• Excerpted text:
^^^^^^^^^^^^^^^^

Two actors are especially crucial. Angela McKewan, as Woody’s old girlfriend, now editor of the local paper, turns one scene and a single wordless close-up into an absolutely luminous characterization—a vision of something like pure kindness in a rather unforgiving place—that without fanfare crystallizes the emotional tone of the whole movie. And the elderly June Squibb, as the quintessence of everyday outspoken bluntness, turns out to be the film’s indispensable engine, the one character who remains completely alive to what is going on, right up to the moment when she straightens Woody’s hair in the hospital and—in an almost solitary note of physical tenderness—bends to give him a brief but not perfunctory kiss. Her salty tour of the local cemetery, as she passes Woody’s family in review—remarking of his sister Rose, dead in a car accident, “I liked Rose but my God she was a slut”—culminates in an almost Chaucerian jest as the old woman lifts up her skirts over the grave of a buried suitor: “See what you could have had if you hadn’t talked about wheat all the time?”
Nebraska is Payne’s own home ground, the setting of his first three films, Citizen Ruth, Election, and About Schmidt: the first two harshly hilarious political comedies, the third a contemplation of a retired man plumbing the depths of his own hollowness, almost too bleak to be called any kind of comedy. After two excursions into ostensible terrestrial paradises—the California wine country of Sideways and the Hawaiian beachfront properties of The Descendants—he has gone back home and in the process jettisoned the upscale accessories of the last two films, along with their flitting promises of erotic pleasure and emotional fulfillment. This is a journey into the country of the old, culminating in a visit to the abandoned family homestead. There are no attractive young people here, no children except the boy who snaps Woody’s picture for the newspaper, a boy who presumably will grow up and get out of town as fast as he can.

^^^^^^^^^^^^^^^^

• Given material:

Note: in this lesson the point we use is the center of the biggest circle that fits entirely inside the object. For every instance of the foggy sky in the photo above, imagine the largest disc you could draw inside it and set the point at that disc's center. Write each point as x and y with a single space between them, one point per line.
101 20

^^^^^^^^^^^^^^^^

• Exercise directions: According to the film review, which were Payne's first three films set in Nebraska? The lines are separate material, unrelated to the film review.

• Result of the task: Citizen Ruth, Election, and About Schmidt.